Provided text
--------------------------------

101 questions with a bioinformatician #16: Melissa Wilson Sayres

This post is part of a series that interviews some notable bioinformaticians to get their views on various aspects of bioinformatics research. Hopefully these answers will prove useful to others in the field, especially to those who are just starting their bioinformatics careers.


Melissa Wilson Sayres is Assistant Professor of Genomics, Evolution, and Bioinformatics in the School of Life Sciences and The Biodesign Institute at Arizona State University. Her lab is interested in the evolution of sex chromosomes among other topics that relate to genome evolution and comparative genomics.

I applaud Melissa for clearly setting out both her expectations of people that join her lab in addition to listing her responsibilities to her lab members. I wish more PIs were as communicative about this, though I would add an expectation for grad students: 'I will not leave food — especially cheese — on, in, or near my computer'.

You can find out more about Melissa by visiting her (well documented) lab page, checking out her mathbionerd blog, or by following her on twitter (@mwilsonsayres). And now, on to the 101 questions...

 

 

001. What's something that you enjoy about current bioinformatics research?

That we can use computers to collect, analyze, and learn new things about our biology and evolutionary history.

 

010. What's something that you *don't* enjoy about current  bioinformatics research?

That there isn't a straightforward way to get into it. Some people come from computer science and may feel intimidated about learning the biology. Some come from biology and are intimidated by learning to program. Some (like myself) come from some other background, and learn both! Although there are a few collegiate bioinformatics programs, it is my impression that many schools do not have the kinds of background courses that students need in order to break into bioinformatics. Many of us are self-taught

 

011. If you could go back in time and visit yourself as an 18 year old, what single piece of advice would you give yourself to help your future bioinformatics career?

--------------------------------

Stored data
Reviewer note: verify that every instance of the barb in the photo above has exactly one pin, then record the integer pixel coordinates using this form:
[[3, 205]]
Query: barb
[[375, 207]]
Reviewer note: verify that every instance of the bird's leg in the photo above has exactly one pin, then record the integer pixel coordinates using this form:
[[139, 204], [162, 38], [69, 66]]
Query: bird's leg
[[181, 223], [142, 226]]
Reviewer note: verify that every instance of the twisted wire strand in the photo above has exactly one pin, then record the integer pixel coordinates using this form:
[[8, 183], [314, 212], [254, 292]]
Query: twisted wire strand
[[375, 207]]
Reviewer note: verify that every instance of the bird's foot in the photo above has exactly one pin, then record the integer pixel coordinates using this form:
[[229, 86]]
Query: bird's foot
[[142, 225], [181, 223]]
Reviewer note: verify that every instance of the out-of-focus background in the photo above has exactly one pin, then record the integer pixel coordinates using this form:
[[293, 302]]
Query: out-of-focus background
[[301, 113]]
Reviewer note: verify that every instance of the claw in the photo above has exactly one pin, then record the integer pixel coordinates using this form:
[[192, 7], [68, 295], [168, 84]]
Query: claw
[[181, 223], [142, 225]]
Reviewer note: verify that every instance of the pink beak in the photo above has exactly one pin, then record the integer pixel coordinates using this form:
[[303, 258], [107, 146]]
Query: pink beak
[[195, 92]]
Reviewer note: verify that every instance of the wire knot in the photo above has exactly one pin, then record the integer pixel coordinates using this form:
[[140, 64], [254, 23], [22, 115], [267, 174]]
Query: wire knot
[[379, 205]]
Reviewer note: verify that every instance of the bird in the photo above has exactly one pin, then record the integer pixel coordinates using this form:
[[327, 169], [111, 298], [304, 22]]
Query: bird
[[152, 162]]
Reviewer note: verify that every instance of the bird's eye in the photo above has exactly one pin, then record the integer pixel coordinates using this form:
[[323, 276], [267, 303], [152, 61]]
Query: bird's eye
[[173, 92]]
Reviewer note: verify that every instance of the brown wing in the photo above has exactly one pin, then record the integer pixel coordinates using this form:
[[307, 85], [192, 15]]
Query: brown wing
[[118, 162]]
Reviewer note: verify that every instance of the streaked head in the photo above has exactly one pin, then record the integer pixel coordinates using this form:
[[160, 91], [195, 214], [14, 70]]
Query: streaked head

--------------------------------

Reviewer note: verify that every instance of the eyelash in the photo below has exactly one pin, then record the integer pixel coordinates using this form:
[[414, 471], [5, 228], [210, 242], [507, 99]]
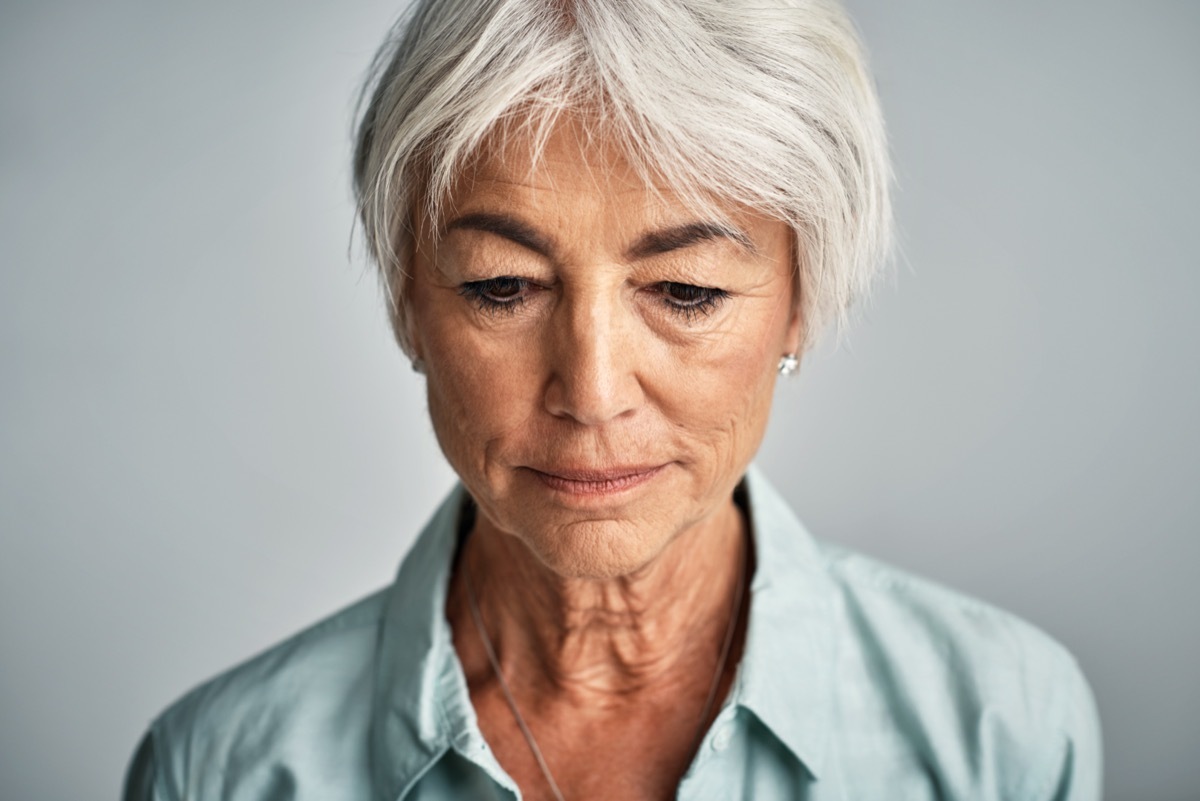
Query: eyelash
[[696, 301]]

--------------------------------

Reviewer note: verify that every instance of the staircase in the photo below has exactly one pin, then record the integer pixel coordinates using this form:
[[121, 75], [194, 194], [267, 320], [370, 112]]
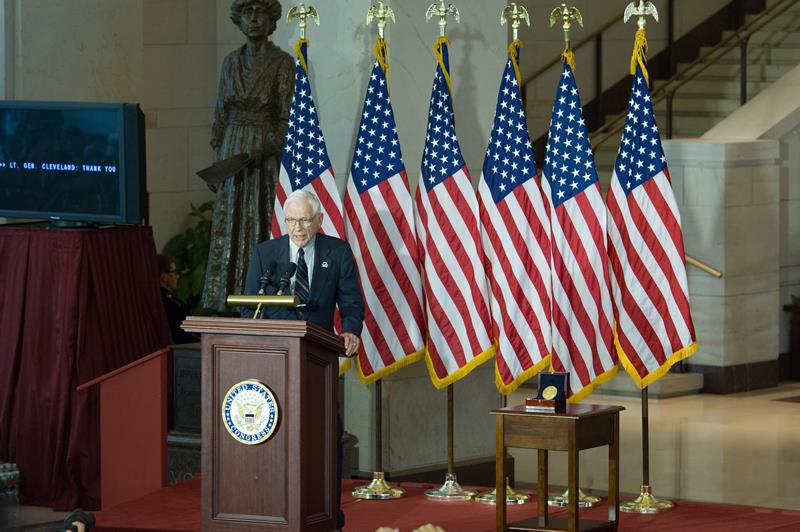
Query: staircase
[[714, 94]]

--------------------------------

Required work
(1) From the interview, copy the passage from "You can find" up to and including "current bioinformatics research?" word for word.
(2) Which university employs Melissa Wilson Sayres, according to the interview?
(3) In the interview, what reason does Melissa Wilson Sayres give for disliking something about current bioinformatics research? Answer in one to three sentences.

Solutions in order
(1)
You can find out more about Melissa by visiting her (well documented) lab page, checking out her mathbionerd blog, or by following her on twitter (@mwilsonsayres). And now, on to the 101 questions...

 

 

001. What's something that you enjoy about current bioinformatics research?

(2) Arizona State University.

(3) She says there isn't a straightforward way to get into bioinformatics. People from computer science may feel intimidated by learning the biology, and people from biology may feel intimidated by learning to program. In her view, many schools also lack the background courses students need to break into the field.